Riding in Airplanes #2: On With the Story (And Full of Hot Air)

Dear CF,

I had intended to do at least two Riding in Airplanes posts in this little series. The second installment was going to be about the intimate conversations we have on planes with total strangers. Some coincidences have, well, incided that plan. So I’ve lazily decided to organize this post according to coincidence, which the OED defines as “the notable concurrence of events or circumstances having no apparent causal connexion” or, alternately, “Falling together.”

Coincidence the First: I saw the movie Up, which has lots to say about fears and flying both, though not in connection with each other. It also deals pretty eloquently with the problem of what makes us happy. Moreover, it does in miniature (and in 3D) what the “What Makes Us Happy” article does in The Atlantic: show you (albeit in dumbshow, and in sunnily idealized form) the trajectory of a life in its entirety with its attendant emotions, and asks what one has to ask after watching a story end: Now What?

Region descriptions in natural language:
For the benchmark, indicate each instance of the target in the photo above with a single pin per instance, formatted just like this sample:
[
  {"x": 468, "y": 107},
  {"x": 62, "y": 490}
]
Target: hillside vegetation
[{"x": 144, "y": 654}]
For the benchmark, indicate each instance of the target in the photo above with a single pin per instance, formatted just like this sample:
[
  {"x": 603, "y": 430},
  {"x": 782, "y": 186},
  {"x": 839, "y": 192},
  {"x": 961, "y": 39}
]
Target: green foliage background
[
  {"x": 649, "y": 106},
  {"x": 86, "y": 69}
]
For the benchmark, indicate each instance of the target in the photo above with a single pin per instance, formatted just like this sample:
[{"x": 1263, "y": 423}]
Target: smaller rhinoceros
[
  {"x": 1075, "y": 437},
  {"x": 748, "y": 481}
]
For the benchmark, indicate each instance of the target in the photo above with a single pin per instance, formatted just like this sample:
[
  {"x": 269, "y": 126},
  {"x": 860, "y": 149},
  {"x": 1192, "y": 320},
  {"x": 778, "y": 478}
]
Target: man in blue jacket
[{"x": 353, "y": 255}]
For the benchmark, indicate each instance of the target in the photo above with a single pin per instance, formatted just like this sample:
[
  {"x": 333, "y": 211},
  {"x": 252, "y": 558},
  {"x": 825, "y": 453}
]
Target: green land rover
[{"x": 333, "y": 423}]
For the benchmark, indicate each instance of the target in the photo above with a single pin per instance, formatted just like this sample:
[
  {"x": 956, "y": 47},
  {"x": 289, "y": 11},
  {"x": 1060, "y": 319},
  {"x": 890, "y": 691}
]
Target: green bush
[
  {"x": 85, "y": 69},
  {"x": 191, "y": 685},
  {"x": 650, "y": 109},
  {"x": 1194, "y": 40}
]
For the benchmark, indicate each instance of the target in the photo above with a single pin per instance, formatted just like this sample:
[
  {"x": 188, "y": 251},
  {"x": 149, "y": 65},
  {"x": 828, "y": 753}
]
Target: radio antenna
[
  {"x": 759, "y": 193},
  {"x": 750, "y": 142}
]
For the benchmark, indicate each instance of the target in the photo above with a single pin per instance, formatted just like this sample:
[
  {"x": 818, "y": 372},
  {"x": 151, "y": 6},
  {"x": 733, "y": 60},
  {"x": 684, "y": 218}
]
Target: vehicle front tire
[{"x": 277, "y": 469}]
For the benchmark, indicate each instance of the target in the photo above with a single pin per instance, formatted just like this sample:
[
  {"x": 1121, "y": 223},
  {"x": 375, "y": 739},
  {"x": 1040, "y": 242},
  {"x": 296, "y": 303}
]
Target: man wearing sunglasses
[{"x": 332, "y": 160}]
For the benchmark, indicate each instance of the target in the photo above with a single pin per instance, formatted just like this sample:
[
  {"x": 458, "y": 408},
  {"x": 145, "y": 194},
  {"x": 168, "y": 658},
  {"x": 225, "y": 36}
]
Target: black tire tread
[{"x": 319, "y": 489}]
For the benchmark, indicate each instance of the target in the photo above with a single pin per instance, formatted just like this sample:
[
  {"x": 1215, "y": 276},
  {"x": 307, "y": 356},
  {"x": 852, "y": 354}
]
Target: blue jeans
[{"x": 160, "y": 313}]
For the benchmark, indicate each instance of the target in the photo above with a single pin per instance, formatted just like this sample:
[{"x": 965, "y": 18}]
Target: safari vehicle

» **TASKS TO PERFORM**
A. Repeat the Riding in Airplanes post from "Coincidence the First: I" up to and including "end: Now What?".
B. Write the next part of the Riding in Airplanes post, picking up after its last sentence.
The records have no connection to the Riding in Airplanes post.

» **PER-TASK OUTPUTS**
A.
Coincidence the First: I saw the movie Up, which has lots to say about fears and flying both, though not in connection with each other. It also deals pretty eloquently with the problem of what makes us happy. Moreover, it does in miniature (and in 3D) what the “What Makes Us Happy” article does in The Atlantic: show you (albeit in dumbshow, and in sunnily idealized form) the trajectory of a life in its entirety with its attendant emotions, and asks what one has to ask after watching a story end: Now What?

B.
If Star Trek’s plot is driven by dead women, so is Up‘s. But the latter has that rare and ineffable thing: respect for story and for audience. It’s not perfect: the movie retreats a bit from the near-Chekhovian territory of its real-life premise.  In deference to young viewers it refrains from pushing through the really grim questions—for example, where Frederickson will live and die, a problem which hovers like, well, a big blimp in the background and seasons the whole escapist adventure with poignancy—but it rather beautifully lets Frederickson let go of all those dreams deferred. (This isn’t About Schmidt.) Still, it gives two really deserving protagonists a way to channel, fulfill and (maybe most importantly) attenuate their visions so they don’t explode. The Spirit of Adventure gets deflated, but there’s remarkable beauty and power in balloons. If only Nero had had a chubby young scout stowaway aboard his ship!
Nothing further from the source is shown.